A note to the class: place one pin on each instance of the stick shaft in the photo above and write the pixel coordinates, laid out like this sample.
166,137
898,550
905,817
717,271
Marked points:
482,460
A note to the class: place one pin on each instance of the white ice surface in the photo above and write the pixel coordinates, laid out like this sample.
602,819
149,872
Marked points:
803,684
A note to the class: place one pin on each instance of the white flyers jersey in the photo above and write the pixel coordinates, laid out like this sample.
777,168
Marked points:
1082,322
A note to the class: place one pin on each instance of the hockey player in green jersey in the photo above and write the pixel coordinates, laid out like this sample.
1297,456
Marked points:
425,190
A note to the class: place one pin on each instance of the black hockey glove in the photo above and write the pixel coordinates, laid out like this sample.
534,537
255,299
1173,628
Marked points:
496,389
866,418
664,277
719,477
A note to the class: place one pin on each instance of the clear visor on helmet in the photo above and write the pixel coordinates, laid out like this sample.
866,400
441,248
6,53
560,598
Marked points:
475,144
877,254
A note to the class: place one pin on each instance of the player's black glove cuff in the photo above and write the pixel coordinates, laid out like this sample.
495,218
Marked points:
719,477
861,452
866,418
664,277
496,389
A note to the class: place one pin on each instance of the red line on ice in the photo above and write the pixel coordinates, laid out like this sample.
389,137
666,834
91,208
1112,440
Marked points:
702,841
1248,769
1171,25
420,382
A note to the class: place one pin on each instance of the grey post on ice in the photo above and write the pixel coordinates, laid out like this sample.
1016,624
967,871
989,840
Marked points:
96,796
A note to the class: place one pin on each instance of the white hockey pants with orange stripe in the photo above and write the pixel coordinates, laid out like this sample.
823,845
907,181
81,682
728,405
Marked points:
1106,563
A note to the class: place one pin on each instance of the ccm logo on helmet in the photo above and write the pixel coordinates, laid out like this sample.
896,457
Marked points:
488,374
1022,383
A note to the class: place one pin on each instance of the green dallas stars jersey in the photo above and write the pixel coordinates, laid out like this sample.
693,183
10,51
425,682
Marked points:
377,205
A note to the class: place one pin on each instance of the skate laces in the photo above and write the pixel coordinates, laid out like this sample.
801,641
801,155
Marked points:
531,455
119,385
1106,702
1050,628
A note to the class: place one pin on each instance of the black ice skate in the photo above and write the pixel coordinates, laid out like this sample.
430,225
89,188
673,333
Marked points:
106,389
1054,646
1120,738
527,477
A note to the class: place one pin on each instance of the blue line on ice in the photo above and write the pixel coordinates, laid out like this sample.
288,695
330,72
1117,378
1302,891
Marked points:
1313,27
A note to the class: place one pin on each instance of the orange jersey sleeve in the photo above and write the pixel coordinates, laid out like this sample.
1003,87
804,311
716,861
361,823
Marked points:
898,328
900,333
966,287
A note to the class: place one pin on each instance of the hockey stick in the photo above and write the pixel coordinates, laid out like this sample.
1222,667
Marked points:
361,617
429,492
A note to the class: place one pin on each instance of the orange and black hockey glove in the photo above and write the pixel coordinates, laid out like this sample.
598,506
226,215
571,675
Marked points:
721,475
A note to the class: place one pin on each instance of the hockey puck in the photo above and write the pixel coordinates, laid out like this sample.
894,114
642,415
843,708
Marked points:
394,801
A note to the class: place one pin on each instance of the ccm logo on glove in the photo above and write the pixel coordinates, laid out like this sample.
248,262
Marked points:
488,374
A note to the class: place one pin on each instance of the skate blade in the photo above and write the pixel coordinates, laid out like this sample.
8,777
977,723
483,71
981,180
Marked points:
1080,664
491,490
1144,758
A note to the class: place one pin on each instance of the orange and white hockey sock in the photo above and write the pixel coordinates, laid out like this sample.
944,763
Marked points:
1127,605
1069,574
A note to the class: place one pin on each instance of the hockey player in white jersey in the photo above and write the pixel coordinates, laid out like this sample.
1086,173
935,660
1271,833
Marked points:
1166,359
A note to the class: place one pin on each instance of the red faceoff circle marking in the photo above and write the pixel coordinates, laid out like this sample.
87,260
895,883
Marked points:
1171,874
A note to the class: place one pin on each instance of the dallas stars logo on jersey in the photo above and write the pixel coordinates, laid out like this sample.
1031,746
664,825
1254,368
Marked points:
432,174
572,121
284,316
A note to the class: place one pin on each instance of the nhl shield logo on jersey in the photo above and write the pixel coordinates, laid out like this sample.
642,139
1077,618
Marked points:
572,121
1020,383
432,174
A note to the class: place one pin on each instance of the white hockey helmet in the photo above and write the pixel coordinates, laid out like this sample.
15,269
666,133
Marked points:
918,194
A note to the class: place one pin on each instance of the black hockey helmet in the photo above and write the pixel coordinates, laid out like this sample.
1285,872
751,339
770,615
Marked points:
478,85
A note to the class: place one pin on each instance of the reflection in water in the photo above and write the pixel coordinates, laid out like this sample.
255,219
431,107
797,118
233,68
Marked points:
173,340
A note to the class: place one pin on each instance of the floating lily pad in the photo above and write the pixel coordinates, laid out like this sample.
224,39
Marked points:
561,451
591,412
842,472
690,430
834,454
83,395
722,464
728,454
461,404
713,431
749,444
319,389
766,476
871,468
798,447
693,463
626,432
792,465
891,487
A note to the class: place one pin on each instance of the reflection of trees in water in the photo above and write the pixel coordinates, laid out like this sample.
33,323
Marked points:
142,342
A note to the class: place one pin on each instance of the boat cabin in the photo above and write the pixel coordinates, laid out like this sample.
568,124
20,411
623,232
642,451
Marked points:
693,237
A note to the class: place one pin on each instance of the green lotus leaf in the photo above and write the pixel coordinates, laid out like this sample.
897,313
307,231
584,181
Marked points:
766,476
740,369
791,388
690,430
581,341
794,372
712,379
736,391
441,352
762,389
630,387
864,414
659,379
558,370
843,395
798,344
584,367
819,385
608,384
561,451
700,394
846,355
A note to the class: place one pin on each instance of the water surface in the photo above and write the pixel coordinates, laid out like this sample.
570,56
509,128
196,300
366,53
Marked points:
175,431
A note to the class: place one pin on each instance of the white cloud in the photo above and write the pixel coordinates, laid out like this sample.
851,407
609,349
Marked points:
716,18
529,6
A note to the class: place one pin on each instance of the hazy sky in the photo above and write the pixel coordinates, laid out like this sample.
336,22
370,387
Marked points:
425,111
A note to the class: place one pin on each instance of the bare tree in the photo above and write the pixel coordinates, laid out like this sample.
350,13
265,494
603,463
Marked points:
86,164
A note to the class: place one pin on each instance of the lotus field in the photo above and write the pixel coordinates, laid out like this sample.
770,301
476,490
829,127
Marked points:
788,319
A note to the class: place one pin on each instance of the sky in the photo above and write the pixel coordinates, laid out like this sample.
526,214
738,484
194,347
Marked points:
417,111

### EXERCISE AIM
Filter the records above and copy every line that contains the word "stick".

### RESPONSE TO THIS TASK
A note to the class: place one pin on each instance of the stick shaft in the photo above and write the pixel coordinates, laid out like this sample.
A note to the class: place one pin on each instance of the hockey stick in the photo above and write the pixel coordinates, laid out like this sample.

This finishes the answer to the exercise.